Oefentekst

----

ECLI:NL:HR:2004:AN9405

Hoge Raad

Datum uitspraak
27 februari 2004
Publicatiedatum
4 april 2013
Zaaknummer
R03/031HR
Instantie
Hoge Raad
Type
Uitspraak
Rechtsgebied
Civiel recht
Procedures
  • Cassatie
Rechters
Vindplaatsen
  • Rechtspraak.nl
AI samenvatting door LexboostAutomatisch gegenereerd

Cassatie over verhaal van bijstandsverlening op schenking in het kader van de Algemene bijstandswet

In deze zaak heeft de Hoge Raad op 27 februari 2004 uitspraak gedaan in een cassatieprocedure tussen een man en de Gemeente 's-Gravenhage. De man, die in deze procedure als verzoeker tot cassatie optreedt, had een geschil met de gemeente over de terugvordering van bijstandsverlening. De gemeente had verzocht om een bedrag van ƒ 45.150,-- van de man, dat voortkwam uit kosten van bijstand die ten laste van de gemeente waren gemaakt voor de moeder van de man. De rechtbank te 's-Gravenhage had het verzoek van de gemeente toegewezen, maar de man ging in hoger beroep. Het gerechtshof bekrachtigde de beslissing van de rechtbank, waarna de man cassatie aantekende.

----

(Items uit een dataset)
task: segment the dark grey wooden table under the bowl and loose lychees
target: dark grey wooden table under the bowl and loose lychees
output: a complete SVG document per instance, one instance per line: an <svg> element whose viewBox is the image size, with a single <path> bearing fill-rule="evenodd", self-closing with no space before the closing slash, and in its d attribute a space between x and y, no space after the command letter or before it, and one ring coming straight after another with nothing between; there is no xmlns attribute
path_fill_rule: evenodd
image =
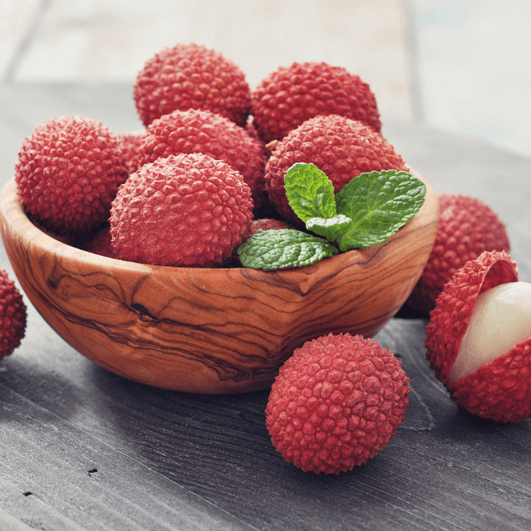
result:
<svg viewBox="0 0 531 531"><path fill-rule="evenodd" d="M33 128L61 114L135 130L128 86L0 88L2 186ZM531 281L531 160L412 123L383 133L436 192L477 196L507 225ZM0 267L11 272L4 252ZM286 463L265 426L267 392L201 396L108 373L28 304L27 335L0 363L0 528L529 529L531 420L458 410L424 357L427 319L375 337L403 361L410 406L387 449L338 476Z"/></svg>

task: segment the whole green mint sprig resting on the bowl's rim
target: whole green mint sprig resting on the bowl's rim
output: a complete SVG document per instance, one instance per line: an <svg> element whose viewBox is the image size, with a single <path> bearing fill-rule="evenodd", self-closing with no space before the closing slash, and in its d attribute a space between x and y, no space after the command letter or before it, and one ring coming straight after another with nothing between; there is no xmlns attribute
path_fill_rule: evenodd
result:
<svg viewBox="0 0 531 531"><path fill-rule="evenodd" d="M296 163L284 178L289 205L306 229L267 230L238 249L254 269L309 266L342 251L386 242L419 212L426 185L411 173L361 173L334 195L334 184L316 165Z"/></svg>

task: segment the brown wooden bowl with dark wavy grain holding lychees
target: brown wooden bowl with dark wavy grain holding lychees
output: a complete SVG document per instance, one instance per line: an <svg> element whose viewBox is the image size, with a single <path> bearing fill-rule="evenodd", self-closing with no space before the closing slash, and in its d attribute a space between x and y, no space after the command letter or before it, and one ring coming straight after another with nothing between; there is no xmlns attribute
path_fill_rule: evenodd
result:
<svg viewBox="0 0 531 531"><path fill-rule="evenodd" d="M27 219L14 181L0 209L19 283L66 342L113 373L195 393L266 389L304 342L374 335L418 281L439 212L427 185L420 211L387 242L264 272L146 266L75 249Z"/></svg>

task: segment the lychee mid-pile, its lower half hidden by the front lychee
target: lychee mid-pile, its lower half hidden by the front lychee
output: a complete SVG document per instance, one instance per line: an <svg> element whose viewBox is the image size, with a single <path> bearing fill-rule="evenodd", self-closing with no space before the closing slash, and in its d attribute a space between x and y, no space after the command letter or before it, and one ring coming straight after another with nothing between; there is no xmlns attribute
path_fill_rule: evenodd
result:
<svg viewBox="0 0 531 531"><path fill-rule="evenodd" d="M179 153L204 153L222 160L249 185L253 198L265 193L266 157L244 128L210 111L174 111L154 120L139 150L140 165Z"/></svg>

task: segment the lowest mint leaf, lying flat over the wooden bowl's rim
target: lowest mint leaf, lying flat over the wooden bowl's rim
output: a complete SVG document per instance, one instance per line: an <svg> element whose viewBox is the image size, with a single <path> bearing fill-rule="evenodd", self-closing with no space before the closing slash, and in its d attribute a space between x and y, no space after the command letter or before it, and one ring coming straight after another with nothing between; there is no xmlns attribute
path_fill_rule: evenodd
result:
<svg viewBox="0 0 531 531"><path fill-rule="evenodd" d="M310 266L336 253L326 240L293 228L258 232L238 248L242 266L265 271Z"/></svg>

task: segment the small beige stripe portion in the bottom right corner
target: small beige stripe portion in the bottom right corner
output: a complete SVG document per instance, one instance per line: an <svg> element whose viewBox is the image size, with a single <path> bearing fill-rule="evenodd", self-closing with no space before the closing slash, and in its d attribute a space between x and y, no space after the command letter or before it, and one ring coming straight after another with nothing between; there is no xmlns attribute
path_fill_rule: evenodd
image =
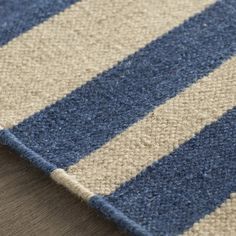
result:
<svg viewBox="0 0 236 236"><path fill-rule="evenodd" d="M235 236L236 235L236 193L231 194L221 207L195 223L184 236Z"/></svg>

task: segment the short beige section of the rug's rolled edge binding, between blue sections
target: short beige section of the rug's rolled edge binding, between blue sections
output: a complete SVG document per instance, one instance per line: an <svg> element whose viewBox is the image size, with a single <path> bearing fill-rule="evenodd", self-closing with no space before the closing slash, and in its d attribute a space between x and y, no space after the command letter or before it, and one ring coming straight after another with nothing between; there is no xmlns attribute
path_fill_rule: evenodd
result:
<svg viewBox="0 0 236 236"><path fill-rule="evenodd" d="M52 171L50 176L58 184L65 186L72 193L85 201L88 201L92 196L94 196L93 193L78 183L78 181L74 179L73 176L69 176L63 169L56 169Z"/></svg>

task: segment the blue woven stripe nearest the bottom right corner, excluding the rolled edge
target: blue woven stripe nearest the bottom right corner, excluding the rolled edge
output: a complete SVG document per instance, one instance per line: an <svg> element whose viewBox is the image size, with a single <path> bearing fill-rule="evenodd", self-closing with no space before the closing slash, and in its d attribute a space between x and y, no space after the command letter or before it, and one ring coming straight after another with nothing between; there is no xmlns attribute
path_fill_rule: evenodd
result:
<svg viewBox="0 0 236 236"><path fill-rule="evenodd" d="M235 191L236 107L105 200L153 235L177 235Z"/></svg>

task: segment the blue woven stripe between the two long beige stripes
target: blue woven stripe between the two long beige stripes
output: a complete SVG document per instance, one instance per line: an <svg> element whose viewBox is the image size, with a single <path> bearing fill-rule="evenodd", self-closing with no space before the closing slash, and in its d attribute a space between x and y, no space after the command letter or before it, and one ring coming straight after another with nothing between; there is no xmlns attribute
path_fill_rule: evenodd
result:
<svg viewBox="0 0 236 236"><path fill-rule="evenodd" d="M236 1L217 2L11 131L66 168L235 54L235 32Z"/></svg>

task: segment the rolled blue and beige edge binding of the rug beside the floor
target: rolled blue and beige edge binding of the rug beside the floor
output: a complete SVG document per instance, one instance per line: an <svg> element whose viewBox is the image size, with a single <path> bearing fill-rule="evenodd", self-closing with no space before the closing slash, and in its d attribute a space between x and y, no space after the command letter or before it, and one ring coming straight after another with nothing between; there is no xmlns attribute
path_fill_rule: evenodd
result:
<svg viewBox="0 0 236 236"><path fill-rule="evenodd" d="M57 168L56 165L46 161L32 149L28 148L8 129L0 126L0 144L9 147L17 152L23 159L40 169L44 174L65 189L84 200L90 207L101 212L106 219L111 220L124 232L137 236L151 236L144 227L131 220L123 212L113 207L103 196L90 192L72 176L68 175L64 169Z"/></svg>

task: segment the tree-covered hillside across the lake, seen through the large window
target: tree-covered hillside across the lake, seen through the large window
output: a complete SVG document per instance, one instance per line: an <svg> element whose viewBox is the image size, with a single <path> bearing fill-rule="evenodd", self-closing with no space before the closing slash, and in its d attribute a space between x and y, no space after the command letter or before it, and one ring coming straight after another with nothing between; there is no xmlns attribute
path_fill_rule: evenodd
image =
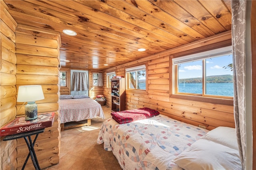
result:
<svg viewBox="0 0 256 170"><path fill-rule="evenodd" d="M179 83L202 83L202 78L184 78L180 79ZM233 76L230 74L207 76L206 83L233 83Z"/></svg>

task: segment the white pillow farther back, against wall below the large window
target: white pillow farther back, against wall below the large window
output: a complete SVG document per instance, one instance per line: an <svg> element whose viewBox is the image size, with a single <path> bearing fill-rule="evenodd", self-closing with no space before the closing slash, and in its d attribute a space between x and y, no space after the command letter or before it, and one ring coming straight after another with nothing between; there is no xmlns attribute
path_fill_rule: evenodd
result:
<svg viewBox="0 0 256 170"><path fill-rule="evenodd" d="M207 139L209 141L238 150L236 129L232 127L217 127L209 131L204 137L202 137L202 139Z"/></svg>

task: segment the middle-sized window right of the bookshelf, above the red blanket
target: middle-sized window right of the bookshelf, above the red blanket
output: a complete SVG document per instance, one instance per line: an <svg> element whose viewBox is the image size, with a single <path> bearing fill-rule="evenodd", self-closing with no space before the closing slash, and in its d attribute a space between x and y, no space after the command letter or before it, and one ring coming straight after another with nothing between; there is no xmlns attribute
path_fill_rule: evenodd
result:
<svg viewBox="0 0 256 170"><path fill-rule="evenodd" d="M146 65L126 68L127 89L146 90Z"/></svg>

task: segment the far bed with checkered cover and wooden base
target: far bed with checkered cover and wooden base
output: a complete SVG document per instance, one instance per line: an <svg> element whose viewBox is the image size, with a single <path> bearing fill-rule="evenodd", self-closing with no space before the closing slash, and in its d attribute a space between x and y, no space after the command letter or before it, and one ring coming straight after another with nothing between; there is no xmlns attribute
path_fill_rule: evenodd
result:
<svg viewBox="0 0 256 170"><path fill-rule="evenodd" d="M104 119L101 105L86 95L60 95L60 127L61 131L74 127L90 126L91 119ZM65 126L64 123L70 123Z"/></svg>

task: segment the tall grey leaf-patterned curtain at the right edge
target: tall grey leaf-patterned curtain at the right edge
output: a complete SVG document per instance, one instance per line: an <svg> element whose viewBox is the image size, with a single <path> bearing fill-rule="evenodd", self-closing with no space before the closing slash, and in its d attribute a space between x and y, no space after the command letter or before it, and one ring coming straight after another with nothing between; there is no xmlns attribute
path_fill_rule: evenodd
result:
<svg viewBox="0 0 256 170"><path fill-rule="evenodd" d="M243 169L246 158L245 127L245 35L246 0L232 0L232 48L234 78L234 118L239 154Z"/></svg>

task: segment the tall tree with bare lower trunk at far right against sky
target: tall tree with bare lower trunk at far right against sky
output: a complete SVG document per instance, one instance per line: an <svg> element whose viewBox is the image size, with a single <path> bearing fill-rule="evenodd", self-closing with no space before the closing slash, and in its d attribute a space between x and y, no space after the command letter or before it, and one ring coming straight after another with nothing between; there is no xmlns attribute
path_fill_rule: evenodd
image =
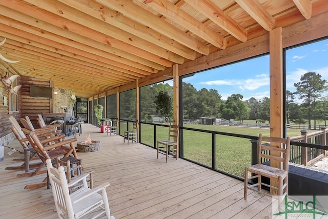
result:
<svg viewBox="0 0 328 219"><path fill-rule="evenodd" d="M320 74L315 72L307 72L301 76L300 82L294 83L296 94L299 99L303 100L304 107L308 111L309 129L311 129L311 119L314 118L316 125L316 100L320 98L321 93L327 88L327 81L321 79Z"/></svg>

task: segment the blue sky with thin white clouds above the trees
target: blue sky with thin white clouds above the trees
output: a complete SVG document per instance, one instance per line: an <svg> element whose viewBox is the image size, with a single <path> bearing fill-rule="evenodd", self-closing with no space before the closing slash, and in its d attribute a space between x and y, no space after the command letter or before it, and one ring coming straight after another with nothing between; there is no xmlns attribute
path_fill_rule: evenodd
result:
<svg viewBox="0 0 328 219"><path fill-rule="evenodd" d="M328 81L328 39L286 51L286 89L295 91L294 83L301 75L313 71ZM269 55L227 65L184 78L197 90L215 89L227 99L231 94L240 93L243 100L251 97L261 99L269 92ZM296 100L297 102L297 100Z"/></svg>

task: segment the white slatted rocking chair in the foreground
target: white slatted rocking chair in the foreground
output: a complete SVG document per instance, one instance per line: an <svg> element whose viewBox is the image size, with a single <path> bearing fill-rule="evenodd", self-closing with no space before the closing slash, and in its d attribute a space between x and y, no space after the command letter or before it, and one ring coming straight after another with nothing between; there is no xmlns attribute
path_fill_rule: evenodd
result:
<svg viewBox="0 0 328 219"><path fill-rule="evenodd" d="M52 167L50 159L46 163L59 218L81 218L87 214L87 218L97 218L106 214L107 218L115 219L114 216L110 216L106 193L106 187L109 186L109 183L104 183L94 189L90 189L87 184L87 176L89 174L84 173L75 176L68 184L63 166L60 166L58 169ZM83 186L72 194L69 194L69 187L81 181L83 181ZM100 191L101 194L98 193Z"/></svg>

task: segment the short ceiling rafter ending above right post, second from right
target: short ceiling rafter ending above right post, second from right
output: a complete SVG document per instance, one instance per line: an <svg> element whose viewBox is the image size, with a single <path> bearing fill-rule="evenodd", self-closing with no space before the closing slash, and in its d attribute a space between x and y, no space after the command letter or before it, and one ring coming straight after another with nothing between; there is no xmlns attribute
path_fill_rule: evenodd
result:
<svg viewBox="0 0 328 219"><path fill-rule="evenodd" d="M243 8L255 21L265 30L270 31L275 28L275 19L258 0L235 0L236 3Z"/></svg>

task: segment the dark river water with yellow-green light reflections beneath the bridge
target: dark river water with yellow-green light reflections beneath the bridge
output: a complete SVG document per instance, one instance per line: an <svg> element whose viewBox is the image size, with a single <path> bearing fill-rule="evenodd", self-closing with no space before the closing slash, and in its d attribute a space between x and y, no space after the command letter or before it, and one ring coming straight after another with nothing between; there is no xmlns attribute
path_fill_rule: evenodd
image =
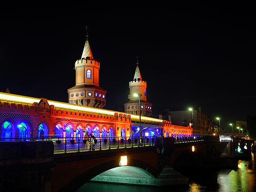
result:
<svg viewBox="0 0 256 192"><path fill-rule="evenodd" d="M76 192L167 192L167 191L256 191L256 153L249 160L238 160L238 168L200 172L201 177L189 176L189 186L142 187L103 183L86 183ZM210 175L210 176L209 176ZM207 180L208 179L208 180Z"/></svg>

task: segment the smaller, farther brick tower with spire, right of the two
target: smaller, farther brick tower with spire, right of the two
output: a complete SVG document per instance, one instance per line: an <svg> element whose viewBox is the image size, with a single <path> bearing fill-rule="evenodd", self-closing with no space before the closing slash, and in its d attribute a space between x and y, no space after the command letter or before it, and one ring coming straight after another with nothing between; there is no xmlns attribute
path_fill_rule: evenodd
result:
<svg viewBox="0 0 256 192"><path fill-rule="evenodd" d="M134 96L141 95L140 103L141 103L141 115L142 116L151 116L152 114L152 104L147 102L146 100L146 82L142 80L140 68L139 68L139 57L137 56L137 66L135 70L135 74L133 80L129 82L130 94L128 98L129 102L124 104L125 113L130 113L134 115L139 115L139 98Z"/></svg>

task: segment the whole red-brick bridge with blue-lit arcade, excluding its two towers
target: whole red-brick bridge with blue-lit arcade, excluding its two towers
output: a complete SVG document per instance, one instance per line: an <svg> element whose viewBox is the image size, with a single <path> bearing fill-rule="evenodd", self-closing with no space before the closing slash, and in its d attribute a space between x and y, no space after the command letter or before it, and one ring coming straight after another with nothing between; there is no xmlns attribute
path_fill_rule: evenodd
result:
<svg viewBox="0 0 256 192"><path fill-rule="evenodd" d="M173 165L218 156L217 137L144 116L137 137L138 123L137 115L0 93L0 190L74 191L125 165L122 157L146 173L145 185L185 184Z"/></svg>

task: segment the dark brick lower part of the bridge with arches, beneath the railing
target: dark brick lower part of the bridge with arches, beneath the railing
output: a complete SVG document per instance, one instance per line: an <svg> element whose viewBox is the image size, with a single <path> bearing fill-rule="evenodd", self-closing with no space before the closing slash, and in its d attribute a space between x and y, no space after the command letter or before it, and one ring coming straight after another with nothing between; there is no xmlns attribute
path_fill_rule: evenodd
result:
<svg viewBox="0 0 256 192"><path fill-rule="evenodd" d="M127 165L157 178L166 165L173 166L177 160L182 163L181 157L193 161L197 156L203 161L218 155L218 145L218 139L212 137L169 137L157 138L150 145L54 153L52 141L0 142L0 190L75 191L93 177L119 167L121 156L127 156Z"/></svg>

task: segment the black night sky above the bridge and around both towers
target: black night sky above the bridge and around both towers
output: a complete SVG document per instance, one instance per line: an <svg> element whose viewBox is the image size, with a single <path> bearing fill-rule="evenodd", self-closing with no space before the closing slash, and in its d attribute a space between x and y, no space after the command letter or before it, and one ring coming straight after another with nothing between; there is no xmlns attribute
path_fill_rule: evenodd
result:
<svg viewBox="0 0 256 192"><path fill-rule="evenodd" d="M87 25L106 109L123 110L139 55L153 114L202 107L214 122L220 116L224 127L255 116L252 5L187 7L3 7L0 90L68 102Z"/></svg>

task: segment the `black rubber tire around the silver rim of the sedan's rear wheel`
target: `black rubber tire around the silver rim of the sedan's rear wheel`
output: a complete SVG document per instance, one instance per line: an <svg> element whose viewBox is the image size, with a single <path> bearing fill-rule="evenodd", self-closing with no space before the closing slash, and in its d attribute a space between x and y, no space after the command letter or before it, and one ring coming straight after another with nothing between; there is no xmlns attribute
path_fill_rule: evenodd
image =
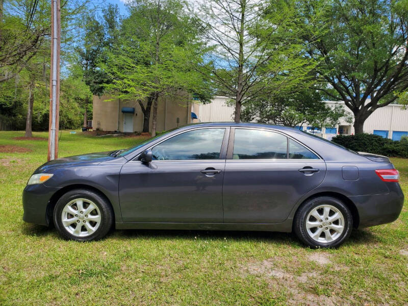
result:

----

Opdrachten
1. Welk bedrag verzocht de gemeente volgens de oefentekst van de man?
2. Som alle rechterlijke instanties op die in de oefentekst worden genoemd.
3. Schrijf de oefentekst over de terugvordering van bijstand verder na de laatste zin.

Antwoorden op volgorde
1. De gemeente verzocht om een bedrag van ƒ 45.150,--.

2. Hoge Raad, rechtbank te 's-Gravenhage, gerechtshof

3.
De Hoge Raad heeft in zijn beoordeling gekeken naar de toepassing van artikel 99 van de Algemene bijstandswet (Abw), dat bepaalt dat kosten van bijstand kunnen worden verhaald op degene aan wie een schenking is gedaan door de bijstandsgerechtigde. De man voerde aan dat de gemeente niet ontvankelijk was in haar verzoek, omdat er al bijstand werd verleend ten tijde van de schenking. De Hoge Raad oordeelde echter dat de wet ook van toepassing is in gevallen waarin de schenking plaatsvond terwijl de bijstand al werd ontvangen. Dit betekent dat de gemeente recht had om de kosten van bijstand te verhalen op de man, ondanks zijn verweer.

De Hoge Raad verwierp het beroep van de man en bevestigde de eerdere uitspraken van de rechtbank en het gerechtshof. De beslissing benadrukt de reikwijdte van de wetgeving omtrent het verhaal van bijstandsverlening en de verplichtingen van bijstandsgerechtigden om relevante financiële informatie te delen. De uitspraak heeft implicaties voor de interpretatie van de Abw en de verantwoordelijkheden van zowel gemeenten als bijstandsgerechtigden in vergelijkbare situaties.

Uitspraak

27 februari 2004
Eerste Kamer
Rek.nr. R03/031HR
JMH/AS
Hoge Raad der Nederlanden
Beschikking
in de zaak van:
[De man],
wonende te [woonplaats],
VERZOEKER tot cassatie,
advocaat: mr. P. Garretsen,
t e g e n
GEMEENTE 's-GRAVENHAGE,
gevestigd te 's-Gravenhage,
VERWEERSTER in cassatie,
advocaat: mr. K.T.B. Salomons.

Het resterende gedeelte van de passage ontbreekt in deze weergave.